Teks Bacaan ->
━━━━━━━━━━

Perjalanan saya ke Ternate adalah sebuah petualangan yang menggabungkan keindahan alam dan kedalaman sejarah. Begitu menginjakkan kaki di pulau yang kaya akan rempah-rempah ini, saya merasakan aura magis yang terpancar dari setiap sudutnya.
Ternate, yang pernah menjadi pusat perdagangan rempah-rempah, kini berdiri megah dengan sejarah yang kaya dan pesona alam yang menakjubkan.
Kota Ternate terletak di Provinsi Maluku Utara, Indonesia, di bawah kaki gunung api Gamalama yang masih aktif. Kota ini pernah menjadi ibu kota sementara Provinsi Maluku Utara secara de facto dari tahun 1999 hingga 2010, sebelum Sofifi diresmikan sebagai ibu kota baru pada tanggal 4 Agustus 2010.
Sebagai sebuah kota kepulauan, Ternate terdiri atas delapan pulau: Pulau Ternate sebagai pulau utama, dan Pulau Hiri, Pulau Moti, Pulau Mayau, dan Pulau Tifure sebagai pulau berpenduduk. Terdapat juga tiga pulau kecil yang tidak berpenghuni, yakni Pulau Maka, Pulau Mano, dan Pulau Gurida.

━━━━━━━━━━

Materi yang Diberikan ->
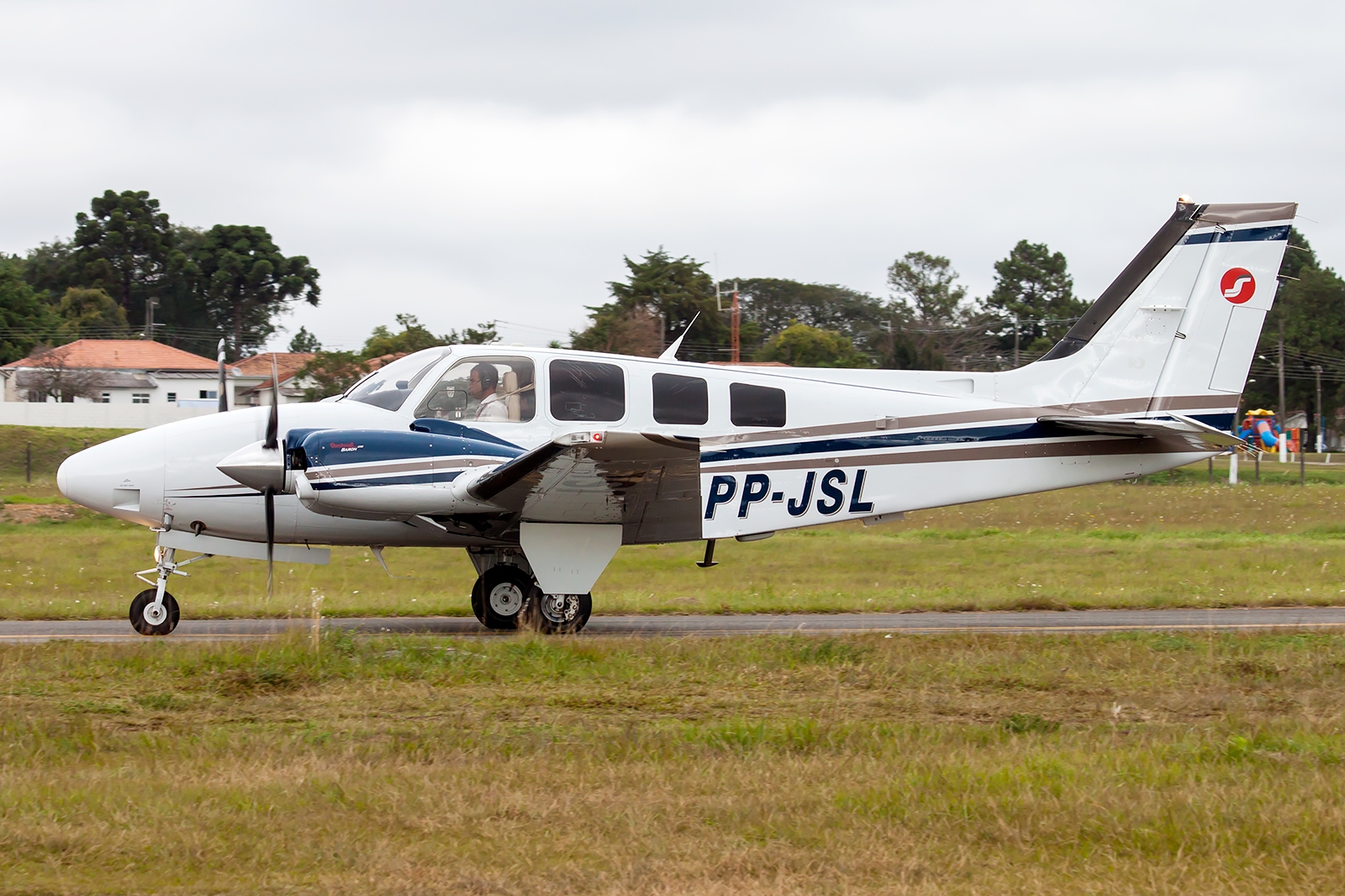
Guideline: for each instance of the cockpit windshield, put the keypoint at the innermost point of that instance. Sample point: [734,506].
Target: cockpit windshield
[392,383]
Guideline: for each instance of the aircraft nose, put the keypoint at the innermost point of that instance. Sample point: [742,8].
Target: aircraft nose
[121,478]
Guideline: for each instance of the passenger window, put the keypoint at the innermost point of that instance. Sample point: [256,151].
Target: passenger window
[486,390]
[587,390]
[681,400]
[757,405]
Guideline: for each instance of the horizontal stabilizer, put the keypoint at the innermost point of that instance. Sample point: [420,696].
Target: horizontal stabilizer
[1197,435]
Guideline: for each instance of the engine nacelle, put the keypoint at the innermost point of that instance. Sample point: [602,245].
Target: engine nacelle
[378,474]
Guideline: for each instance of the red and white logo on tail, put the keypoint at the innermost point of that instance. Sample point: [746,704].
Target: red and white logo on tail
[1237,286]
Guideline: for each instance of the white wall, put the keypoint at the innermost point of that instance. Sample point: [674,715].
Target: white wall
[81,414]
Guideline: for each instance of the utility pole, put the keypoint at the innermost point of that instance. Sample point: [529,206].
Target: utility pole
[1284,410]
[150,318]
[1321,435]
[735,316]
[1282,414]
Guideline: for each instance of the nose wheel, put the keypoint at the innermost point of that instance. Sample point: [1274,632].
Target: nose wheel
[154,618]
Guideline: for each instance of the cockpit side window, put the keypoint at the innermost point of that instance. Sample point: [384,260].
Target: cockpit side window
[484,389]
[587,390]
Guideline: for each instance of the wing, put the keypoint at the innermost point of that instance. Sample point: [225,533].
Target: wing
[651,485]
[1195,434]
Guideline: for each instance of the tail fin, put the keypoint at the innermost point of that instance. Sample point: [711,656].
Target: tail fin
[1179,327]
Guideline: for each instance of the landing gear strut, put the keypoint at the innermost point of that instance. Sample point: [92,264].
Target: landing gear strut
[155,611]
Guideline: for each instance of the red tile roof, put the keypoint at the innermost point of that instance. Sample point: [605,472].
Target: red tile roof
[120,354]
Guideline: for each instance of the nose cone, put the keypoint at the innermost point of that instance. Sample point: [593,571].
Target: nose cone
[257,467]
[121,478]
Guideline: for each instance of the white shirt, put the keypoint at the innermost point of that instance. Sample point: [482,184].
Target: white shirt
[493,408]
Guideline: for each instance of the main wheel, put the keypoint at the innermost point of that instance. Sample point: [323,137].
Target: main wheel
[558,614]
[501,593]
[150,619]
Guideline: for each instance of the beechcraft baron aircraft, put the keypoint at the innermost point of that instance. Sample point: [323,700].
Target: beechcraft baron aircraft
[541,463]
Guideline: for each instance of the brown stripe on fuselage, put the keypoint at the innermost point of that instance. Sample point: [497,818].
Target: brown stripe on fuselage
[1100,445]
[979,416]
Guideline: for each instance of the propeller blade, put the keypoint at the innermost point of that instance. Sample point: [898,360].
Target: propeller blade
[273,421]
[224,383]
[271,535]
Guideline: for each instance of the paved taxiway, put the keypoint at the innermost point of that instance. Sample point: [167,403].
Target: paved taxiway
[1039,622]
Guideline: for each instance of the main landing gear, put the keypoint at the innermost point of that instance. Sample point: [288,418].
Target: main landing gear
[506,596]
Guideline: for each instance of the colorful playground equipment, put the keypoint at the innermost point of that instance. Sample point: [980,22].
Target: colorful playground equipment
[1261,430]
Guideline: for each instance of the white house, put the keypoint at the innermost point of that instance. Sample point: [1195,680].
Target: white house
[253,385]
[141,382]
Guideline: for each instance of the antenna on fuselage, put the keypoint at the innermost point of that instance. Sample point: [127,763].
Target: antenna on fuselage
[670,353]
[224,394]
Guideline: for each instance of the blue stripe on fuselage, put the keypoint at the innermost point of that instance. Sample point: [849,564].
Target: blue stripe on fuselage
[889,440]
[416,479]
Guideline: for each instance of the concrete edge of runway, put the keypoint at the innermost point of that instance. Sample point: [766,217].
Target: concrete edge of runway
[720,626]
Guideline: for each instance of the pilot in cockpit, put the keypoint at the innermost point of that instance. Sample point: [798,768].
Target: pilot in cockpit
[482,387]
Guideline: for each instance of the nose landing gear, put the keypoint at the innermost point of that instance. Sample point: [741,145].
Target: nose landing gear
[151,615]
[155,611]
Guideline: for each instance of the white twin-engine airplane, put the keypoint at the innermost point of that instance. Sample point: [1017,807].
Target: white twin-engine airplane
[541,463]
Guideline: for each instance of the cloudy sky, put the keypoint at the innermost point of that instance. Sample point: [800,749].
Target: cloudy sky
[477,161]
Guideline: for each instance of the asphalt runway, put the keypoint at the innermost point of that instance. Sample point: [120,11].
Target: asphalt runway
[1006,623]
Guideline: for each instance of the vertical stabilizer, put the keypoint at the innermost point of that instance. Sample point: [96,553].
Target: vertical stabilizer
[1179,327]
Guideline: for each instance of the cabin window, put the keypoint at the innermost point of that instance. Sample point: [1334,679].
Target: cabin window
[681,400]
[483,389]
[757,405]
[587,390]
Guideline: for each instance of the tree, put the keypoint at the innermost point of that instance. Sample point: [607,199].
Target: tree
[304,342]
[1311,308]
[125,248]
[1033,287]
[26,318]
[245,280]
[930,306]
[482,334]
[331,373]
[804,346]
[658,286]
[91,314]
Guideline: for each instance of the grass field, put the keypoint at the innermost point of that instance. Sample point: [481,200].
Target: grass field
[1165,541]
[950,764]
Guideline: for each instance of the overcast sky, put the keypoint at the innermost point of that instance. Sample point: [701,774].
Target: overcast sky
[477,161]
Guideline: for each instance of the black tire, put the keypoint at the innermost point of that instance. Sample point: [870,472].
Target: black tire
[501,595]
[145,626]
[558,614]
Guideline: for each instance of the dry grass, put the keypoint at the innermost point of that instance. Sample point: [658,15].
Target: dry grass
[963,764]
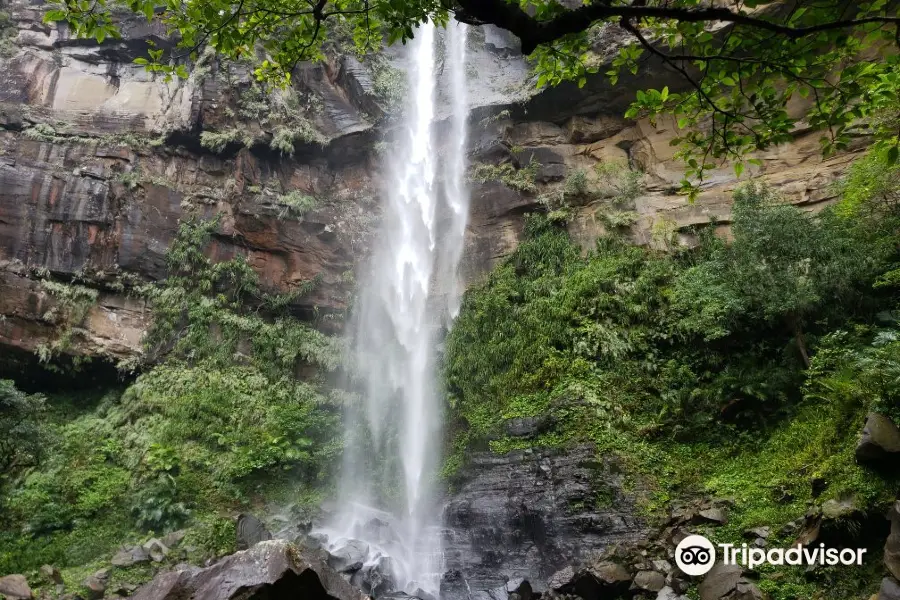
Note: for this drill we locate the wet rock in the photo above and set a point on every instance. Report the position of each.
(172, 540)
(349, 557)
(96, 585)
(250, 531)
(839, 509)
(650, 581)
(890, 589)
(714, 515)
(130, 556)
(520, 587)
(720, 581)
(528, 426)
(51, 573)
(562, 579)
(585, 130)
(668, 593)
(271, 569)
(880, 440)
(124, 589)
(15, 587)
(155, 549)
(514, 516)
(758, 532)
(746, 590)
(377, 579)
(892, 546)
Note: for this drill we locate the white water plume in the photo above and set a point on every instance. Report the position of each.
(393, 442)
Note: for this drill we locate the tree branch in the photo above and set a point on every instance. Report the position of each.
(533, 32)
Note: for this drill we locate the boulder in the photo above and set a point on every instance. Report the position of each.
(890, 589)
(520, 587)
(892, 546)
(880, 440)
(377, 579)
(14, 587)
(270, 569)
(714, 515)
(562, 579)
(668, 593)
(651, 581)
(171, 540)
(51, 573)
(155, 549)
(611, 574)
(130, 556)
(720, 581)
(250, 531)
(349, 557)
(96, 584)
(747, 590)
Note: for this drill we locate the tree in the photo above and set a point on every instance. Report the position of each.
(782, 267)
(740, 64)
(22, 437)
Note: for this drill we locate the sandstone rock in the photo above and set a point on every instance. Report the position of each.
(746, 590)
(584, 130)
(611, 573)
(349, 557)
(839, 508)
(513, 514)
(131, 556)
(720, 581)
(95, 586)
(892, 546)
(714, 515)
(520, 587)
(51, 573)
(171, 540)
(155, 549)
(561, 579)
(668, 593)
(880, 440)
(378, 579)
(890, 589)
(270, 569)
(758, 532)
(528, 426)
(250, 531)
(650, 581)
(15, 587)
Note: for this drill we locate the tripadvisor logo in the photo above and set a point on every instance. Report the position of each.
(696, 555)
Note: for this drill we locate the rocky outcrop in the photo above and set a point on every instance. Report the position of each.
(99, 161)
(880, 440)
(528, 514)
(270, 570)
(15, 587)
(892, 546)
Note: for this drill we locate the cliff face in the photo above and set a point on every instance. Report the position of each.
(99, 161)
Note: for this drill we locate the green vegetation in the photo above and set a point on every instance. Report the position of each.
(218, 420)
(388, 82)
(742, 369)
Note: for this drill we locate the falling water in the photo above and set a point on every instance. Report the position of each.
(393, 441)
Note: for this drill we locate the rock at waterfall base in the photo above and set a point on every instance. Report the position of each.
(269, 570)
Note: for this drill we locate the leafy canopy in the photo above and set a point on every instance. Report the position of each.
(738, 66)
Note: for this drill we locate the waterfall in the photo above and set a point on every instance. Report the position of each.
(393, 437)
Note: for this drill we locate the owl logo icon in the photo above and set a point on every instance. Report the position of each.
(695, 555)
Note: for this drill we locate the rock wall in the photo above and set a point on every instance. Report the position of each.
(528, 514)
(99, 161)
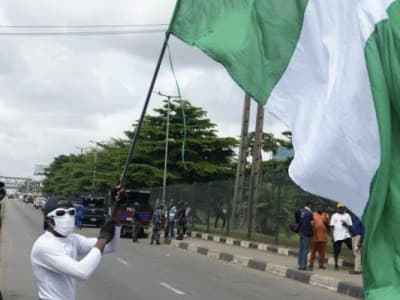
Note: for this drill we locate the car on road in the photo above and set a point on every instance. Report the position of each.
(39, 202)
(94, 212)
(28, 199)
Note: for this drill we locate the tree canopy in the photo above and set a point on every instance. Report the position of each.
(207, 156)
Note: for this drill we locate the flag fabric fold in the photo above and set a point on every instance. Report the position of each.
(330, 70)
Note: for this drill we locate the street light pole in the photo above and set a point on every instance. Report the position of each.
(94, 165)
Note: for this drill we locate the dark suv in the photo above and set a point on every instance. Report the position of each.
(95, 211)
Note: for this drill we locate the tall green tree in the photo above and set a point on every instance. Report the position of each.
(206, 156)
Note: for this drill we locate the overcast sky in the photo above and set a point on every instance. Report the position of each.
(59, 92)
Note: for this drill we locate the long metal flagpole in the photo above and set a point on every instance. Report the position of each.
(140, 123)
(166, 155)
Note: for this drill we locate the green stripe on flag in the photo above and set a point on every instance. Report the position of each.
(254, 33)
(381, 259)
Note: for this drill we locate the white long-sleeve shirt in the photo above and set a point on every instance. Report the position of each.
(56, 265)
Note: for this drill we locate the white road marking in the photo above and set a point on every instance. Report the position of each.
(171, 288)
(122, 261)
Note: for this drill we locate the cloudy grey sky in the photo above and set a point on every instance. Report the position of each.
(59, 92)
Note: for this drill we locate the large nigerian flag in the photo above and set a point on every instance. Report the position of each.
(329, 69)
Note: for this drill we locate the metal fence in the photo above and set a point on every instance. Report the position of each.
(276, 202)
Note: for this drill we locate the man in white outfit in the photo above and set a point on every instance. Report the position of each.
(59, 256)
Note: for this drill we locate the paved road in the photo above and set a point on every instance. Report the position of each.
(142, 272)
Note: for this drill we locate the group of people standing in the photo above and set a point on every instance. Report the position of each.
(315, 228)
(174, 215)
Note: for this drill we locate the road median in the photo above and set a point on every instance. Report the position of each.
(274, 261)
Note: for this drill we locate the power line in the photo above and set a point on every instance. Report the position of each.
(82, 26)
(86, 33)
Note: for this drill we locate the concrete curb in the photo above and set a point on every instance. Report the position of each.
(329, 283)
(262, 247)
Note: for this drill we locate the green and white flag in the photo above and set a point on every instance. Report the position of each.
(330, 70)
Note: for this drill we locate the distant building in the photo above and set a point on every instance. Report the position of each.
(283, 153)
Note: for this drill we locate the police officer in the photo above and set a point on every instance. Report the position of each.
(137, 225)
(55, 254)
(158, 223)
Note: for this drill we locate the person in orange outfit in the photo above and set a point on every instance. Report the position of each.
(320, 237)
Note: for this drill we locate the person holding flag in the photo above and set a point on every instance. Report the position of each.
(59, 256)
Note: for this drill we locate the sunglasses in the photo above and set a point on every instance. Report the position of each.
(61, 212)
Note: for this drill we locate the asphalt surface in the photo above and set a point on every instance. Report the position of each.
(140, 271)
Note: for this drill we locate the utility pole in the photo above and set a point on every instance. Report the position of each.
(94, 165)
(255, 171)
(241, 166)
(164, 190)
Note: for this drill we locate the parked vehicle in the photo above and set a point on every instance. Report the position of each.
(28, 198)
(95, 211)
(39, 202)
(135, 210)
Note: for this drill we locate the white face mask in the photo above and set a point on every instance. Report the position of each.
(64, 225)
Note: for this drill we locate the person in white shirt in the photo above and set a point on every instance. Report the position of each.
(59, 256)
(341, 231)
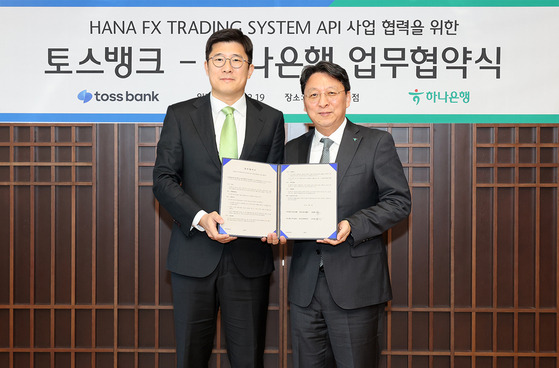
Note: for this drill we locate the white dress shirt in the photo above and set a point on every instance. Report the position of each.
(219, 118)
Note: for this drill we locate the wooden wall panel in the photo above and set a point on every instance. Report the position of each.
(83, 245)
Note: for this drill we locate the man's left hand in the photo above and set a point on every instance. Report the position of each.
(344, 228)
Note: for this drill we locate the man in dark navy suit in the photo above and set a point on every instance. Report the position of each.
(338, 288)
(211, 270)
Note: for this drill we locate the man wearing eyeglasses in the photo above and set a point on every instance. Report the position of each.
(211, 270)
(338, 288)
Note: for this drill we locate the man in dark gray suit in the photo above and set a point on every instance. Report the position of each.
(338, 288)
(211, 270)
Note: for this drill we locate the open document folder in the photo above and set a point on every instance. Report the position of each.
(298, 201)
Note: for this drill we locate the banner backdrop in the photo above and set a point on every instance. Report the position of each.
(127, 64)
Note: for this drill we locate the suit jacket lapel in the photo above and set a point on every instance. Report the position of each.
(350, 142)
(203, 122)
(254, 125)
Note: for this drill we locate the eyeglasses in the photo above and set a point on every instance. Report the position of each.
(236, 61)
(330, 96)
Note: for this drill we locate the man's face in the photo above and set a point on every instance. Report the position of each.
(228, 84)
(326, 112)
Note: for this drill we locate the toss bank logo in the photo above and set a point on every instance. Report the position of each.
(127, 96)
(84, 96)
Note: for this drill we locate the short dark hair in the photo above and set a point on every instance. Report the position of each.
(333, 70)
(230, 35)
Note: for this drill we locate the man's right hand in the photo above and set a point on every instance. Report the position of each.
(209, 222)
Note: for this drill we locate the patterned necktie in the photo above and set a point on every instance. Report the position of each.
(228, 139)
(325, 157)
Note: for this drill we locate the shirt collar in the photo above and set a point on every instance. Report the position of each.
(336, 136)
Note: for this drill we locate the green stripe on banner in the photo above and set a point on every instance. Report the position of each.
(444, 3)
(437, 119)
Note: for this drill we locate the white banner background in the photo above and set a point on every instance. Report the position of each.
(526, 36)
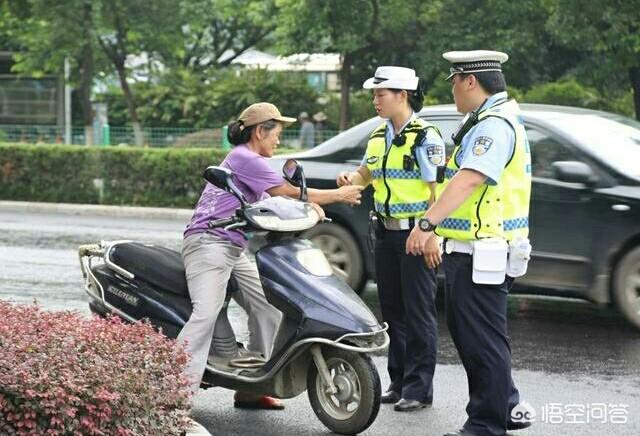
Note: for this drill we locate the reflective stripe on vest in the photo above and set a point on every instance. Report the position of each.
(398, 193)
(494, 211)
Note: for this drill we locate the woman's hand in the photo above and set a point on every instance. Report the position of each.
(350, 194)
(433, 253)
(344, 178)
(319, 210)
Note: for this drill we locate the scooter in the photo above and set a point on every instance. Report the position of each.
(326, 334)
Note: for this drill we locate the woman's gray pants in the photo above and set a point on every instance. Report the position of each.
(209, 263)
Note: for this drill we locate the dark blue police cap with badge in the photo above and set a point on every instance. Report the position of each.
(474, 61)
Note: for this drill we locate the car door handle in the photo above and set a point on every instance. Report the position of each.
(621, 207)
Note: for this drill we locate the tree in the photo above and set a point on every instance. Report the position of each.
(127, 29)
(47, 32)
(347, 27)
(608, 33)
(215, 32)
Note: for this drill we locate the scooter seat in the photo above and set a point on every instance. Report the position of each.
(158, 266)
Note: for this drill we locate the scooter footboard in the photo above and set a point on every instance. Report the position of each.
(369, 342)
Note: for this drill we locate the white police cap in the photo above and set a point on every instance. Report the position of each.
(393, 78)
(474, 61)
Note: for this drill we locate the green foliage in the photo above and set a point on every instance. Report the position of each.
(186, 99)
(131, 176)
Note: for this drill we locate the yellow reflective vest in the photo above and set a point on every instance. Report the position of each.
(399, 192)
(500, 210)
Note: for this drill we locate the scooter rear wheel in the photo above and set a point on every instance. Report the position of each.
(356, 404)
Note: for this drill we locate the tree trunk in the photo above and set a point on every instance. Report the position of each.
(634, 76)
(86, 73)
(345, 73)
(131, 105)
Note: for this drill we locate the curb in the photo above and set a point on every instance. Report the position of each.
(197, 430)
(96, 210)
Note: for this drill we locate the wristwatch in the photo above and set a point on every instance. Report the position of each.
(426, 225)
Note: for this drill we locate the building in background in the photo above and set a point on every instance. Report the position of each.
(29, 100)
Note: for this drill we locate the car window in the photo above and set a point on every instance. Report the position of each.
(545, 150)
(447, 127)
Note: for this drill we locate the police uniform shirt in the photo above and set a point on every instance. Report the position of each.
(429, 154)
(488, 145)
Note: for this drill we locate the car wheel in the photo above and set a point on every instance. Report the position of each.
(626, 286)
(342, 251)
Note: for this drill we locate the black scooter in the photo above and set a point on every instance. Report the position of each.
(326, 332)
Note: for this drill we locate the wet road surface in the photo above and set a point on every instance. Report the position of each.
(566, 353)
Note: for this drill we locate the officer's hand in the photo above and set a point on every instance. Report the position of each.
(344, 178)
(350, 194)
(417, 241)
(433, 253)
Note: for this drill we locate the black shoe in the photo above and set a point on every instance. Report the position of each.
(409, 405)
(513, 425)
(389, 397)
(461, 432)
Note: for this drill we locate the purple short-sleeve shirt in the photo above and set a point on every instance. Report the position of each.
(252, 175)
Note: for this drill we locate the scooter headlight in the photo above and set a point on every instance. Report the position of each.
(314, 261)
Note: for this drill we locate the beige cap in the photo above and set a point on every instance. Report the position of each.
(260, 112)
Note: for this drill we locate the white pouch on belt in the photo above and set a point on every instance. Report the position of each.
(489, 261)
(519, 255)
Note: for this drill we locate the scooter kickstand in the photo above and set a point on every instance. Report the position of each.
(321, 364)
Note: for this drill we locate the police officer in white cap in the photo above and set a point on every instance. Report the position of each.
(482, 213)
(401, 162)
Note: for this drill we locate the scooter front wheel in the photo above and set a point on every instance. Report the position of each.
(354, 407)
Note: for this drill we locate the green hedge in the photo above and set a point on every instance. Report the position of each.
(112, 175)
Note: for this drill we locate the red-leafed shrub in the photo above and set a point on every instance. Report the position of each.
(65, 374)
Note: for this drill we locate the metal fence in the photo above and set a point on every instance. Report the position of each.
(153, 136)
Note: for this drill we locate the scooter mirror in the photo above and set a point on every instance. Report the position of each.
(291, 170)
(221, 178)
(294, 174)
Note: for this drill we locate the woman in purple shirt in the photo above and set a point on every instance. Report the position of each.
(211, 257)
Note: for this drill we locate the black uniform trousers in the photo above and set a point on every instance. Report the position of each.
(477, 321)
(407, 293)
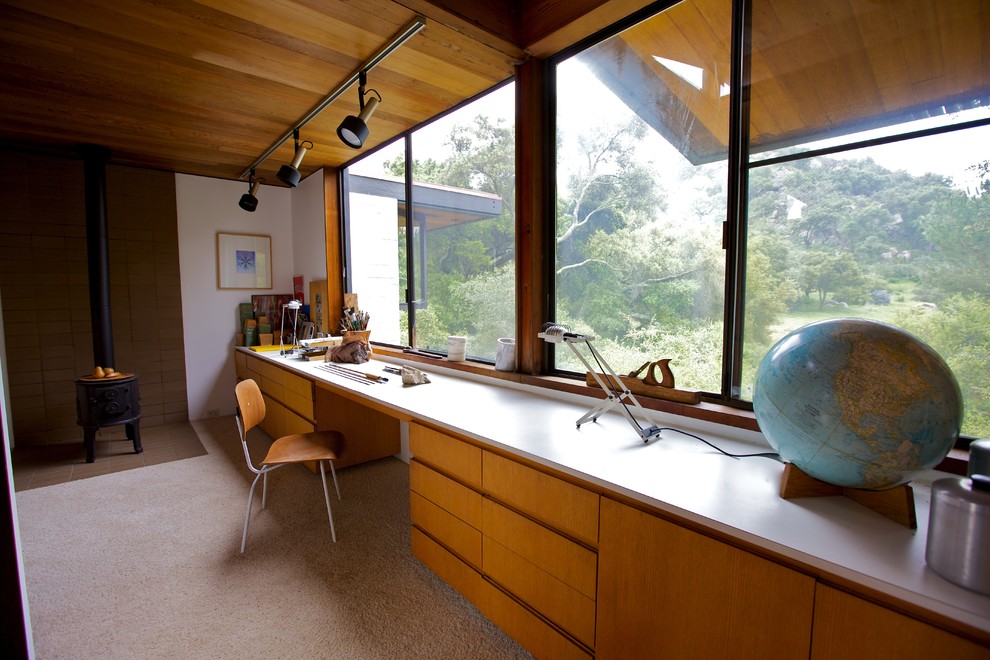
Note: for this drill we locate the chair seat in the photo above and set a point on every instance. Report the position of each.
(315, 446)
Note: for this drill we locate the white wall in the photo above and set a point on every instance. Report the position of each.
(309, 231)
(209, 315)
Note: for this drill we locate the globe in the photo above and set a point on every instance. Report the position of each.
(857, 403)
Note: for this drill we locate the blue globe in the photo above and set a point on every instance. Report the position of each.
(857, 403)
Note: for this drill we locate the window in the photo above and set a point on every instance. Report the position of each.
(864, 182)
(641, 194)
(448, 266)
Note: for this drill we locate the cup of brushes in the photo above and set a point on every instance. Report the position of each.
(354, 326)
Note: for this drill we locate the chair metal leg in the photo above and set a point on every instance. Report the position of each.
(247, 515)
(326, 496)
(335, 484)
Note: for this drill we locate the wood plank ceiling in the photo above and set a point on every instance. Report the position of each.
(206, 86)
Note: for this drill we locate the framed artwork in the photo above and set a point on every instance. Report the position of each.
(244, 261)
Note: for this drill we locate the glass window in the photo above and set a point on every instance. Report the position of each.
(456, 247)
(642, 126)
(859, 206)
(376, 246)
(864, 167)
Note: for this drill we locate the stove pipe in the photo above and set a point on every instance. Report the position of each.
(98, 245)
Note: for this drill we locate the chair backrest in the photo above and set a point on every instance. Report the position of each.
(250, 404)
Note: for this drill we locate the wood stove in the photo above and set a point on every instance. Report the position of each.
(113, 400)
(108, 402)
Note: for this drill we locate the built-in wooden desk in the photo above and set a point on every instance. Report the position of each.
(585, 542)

━━━━━━━━━━

Soal Latihan -> Lanjutkan teks tentang perjalanan ke Ternate dengan menulis kalimat-kalimat berikutnya setelah kalimat terakhirnya.

Jawaban Latihan ->
Geografi Ternate yang berbukit dan dikelilingi laut biru ini memberikan keindahan alam yang luar biasa serta beragam aktivitas wisata, mulai dari snorkeling hingga hiking.
Kesultanan Ternate adalah salah satu kerajaan Islam tertua di Indonesia, berdiri sejak abad ke-13. Kesultanan ini memainkan peran penting dalam perdagangan rempah-rempah di Asia Tenggara. Ternate menjadi pusat kekuasaan, terutama di bawah Sultan Zainal Abidin, yang dikenal sebagai pemimpin yang bijaksana dan memperkuat kedudukan Ternate di pasar dunia.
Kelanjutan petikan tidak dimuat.